THE REQUEST =>
Reproduce only this part of the listing: the line with "point: wire mesh panel", plus every line after it through the last.

Excerpt from a dataset =>
######
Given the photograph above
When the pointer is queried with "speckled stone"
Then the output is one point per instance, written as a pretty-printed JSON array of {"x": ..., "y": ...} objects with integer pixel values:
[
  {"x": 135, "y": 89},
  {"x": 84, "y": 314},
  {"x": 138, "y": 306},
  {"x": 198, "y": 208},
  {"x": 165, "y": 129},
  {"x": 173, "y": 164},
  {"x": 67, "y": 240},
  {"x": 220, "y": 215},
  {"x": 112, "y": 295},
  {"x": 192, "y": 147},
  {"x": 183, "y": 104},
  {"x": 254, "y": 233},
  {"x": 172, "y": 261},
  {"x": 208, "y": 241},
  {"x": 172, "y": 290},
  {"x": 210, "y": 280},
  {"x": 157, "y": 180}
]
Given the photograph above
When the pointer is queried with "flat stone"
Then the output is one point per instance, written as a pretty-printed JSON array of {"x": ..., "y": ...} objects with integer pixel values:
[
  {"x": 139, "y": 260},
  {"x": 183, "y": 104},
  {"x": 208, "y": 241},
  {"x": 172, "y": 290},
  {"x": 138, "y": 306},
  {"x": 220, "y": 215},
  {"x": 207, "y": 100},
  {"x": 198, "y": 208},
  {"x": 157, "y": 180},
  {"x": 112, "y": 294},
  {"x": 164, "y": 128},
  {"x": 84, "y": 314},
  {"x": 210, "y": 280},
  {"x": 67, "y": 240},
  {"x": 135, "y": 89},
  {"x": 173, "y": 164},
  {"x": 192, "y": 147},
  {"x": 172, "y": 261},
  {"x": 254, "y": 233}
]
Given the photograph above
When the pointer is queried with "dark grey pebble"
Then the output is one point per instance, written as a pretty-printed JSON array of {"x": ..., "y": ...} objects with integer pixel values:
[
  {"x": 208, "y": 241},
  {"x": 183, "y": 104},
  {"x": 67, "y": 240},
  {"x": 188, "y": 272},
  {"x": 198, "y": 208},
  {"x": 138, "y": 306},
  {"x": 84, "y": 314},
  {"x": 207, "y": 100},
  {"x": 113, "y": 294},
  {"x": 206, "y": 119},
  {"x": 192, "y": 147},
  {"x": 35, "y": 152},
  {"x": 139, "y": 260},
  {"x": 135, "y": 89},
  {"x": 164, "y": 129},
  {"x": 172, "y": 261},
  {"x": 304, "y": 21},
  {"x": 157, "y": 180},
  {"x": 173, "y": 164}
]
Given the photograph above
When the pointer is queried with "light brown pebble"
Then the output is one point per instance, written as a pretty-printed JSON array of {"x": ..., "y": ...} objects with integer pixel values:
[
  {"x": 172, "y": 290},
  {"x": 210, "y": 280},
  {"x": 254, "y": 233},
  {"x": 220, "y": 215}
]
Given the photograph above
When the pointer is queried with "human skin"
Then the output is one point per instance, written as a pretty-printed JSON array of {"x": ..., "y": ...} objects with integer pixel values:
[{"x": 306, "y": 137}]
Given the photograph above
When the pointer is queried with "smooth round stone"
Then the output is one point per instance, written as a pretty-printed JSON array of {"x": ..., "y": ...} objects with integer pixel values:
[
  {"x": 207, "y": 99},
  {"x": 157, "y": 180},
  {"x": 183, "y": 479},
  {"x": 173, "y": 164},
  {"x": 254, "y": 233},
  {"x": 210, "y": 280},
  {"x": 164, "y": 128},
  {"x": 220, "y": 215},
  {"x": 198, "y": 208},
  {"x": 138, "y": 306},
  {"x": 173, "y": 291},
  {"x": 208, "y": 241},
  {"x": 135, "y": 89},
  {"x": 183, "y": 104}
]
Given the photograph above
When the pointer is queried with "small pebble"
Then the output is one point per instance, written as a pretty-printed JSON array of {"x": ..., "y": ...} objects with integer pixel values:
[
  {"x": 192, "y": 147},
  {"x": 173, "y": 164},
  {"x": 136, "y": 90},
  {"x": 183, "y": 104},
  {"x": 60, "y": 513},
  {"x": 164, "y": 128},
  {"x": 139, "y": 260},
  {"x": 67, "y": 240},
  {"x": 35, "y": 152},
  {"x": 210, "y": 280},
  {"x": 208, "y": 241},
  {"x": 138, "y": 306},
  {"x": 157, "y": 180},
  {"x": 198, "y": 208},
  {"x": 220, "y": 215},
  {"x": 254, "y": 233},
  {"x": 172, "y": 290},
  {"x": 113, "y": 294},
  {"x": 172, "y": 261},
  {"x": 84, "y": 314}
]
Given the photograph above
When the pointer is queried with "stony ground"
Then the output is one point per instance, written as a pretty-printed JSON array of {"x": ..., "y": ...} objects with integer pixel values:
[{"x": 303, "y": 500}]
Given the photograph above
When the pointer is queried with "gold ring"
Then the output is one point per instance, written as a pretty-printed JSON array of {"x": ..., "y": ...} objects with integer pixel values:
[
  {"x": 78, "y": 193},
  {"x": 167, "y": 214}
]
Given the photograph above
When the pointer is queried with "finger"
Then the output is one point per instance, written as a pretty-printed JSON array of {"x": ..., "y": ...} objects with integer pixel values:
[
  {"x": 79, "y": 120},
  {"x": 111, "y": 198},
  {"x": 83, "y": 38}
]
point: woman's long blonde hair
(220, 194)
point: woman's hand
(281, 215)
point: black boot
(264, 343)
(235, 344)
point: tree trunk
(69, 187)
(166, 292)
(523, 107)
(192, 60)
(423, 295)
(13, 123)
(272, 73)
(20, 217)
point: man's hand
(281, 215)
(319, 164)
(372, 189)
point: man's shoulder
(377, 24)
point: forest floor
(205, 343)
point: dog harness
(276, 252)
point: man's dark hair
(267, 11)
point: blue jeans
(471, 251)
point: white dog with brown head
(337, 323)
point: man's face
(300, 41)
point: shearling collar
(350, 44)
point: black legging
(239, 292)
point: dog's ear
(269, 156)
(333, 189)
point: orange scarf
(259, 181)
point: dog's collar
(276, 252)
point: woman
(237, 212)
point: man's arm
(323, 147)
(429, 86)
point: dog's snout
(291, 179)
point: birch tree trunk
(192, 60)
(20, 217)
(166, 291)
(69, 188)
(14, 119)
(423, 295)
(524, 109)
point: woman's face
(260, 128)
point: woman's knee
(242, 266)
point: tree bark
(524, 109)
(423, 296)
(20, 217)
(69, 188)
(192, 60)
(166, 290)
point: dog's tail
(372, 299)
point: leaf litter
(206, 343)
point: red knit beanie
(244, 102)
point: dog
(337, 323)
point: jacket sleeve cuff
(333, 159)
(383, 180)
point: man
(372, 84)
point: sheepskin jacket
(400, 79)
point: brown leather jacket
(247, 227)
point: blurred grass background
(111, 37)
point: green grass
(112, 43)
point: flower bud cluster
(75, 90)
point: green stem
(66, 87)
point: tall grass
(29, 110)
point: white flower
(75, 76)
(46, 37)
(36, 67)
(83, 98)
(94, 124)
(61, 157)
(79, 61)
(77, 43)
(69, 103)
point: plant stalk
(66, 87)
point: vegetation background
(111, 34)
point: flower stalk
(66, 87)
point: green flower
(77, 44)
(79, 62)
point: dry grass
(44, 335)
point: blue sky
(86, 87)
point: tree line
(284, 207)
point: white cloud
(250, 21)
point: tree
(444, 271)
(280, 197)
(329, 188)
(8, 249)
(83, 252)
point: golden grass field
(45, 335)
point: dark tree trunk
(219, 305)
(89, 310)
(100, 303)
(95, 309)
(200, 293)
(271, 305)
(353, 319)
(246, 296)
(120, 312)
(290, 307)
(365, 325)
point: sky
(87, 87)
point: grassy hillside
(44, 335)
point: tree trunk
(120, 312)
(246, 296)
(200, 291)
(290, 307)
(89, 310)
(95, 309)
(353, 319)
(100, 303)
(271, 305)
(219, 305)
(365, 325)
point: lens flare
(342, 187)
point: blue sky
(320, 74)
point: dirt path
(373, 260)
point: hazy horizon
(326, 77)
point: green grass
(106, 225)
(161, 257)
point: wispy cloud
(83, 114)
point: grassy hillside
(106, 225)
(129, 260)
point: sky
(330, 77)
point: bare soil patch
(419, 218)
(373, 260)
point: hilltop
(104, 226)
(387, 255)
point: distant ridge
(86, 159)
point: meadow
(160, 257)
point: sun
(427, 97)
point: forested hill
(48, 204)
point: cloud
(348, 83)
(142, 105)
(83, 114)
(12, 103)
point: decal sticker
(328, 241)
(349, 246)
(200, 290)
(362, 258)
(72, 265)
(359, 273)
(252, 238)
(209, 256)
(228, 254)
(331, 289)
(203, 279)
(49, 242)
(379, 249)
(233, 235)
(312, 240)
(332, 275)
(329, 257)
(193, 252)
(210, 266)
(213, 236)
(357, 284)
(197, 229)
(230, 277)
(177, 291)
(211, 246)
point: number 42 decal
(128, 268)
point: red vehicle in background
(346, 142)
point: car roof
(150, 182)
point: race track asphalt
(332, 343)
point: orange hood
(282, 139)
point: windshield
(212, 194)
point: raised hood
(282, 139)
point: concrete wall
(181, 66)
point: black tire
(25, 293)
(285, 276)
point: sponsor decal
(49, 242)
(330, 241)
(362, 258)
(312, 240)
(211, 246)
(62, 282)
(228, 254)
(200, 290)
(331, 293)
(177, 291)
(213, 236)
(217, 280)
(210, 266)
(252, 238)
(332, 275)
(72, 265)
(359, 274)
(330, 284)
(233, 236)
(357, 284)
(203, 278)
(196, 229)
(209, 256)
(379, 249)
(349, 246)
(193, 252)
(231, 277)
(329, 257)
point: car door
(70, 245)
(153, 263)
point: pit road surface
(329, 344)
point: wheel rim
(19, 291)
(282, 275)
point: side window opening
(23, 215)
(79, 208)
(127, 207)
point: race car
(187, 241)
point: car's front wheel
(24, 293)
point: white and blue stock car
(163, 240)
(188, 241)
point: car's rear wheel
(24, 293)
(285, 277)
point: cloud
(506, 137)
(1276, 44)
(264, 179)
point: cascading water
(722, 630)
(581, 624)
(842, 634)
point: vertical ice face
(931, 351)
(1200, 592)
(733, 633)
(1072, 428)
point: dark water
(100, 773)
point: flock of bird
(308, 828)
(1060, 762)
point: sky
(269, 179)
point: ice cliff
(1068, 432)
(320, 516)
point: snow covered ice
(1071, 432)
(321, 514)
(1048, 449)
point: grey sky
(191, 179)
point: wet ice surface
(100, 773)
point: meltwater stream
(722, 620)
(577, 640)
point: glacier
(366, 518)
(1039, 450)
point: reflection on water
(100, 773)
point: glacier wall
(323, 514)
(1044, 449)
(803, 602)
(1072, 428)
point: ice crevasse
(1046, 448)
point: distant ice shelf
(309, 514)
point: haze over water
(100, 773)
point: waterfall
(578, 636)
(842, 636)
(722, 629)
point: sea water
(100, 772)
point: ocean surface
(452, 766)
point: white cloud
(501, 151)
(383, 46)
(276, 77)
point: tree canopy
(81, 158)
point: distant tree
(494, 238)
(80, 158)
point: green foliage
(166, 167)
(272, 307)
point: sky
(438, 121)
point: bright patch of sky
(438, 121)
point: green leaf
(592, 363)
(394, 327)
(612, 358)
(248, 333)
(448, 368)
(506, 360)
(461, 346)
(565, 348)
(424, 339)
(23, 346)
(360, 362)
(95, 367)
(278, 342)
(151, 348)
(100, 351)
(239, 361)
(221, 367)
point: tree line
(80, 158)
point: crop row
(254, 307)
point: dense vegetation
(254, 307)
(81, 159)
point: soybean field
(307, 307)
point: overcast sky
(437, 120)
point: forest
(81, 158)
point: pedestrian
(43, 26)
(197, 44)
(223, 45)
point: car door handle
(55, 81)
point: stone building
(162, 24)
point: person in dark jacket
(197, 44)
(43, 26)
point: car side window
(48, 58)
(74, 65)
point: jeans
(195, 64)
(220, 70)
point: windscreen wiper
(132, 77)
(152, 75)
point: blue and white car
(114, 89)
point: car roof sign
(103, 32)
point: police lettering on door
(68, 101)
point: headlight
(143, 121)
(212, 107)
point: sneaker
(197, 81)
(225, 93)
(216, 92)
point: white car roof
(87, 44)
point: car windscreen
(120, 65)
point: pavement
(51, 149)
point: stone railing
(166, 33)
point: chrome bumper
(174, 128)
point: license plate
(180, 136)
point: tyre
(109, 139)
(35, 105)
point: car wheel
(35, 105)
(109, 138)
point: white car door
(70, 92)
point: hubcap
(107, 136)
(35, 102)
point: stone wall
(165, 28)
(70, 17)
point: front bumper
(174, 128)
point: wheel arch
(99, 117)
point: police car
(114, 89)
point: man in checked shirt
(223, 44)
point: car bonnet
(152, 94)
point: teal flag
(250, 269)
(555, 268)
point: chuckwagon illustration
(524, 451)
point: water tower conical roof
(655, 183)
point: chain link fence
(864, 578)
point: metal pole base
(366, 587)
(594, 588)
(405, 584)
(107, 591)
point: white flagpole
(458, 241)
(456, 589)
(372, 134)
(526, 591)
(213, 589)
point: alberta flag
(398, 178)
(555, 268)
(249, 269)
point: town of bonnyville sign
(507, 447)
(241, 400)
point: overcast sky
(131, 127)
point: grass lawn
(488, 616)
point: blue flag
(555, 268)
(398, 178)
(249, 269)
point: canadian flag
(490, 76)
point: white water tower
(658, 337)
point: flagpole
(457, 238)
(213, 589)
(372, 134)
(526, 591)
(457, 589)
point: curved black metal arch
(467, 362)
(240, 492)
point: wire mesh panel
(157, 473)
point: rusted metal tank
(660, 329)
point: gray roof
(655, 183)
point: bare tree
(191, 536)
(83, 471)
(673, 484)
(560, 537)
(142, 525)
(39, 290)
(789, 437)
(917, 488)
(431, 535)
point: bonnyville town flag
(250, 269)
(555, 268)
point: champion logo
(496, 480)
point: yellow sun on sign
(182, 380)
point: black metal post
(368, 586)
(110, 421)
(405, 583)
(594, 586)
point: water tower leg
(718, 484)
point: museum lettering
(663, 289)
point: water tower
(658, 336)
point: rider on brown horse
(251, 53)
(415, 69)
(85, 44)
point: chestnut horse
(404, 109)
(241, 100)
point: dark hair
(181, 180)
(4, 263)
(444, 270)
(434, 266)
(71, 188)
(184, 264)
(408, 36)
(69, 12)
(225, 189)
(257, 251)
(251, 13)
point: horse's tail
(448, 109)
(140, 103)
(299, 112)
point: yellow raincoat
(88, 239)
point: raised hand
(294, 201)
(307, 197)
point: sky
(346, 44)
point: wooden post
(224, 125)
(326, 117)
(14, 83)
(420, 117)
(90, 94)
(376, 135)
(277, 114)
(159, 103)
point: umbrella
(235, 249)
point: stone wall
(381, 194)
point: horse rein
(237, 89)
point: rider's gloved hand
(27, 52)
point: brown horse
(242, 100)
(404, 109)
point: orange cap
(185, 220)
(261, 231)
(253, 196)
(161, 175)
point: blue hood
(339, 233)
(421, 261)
######
SOLUTION TO THE EXERCISE =>
point: wire mesh panel
(157, 473)
point: rusted metal tank
(660, 329)
point: gray roof
(655, 183)
point: bare tree
(191, 536)
(83, 471)
(673, 484)
(560, 537)
(142, 525)
(39, 290)
(789, 437)
(917, 488)
(431, 535)
point: bonnyville town flag
(250, 269)
(555, 268)
point: champion logo
(496, 480)
point: yellow sun on sign
(182, 380)
point: black metal post
(368, 586)
(110, 421)
(405, 583)
(594, 586)
point: water tower leg
(718, 484)
point: museum lettering
(663, 289)
point: water tower
(658, 336)
point: rider on brown horse
(251, 53)
(415, 69)
(85, 44)
point: chestnut horse
(404, 109)
(241, 100)
point: dark hair
(181, 180)
(4, 263)
(444, 270)
(434, 266)
(71, 188)
(184, 264)
(408, 36)
(69, 12)
(225, 189)
(257, 251)
(251, 13)
point: horse's tail
(448, 109)
(140, 103)
(299, 112)
point: yellow raincoat
(88, 239)
point: raised hand
(294, 201)
(307, 197)
point: sky
(346, 44)
point: wooden post
(224, 125)
(326, 117)
(14, 83)
(420, 117)
(90, 94)
(376, 135)
(277, 114)
(159, 103)
point: umbrella
(235, 249)
point: stone wall
(381, 194)
point: horse rein
(237, 89)
point: rider's gloved hand
(27, 52)
point: brown horse
(242, 100)
(404, 109)
point: orange cap
(185, 220)
(261, 231)
(253, 196)
(161, 175)
point: blue hood
(339, 233)
(421, 261)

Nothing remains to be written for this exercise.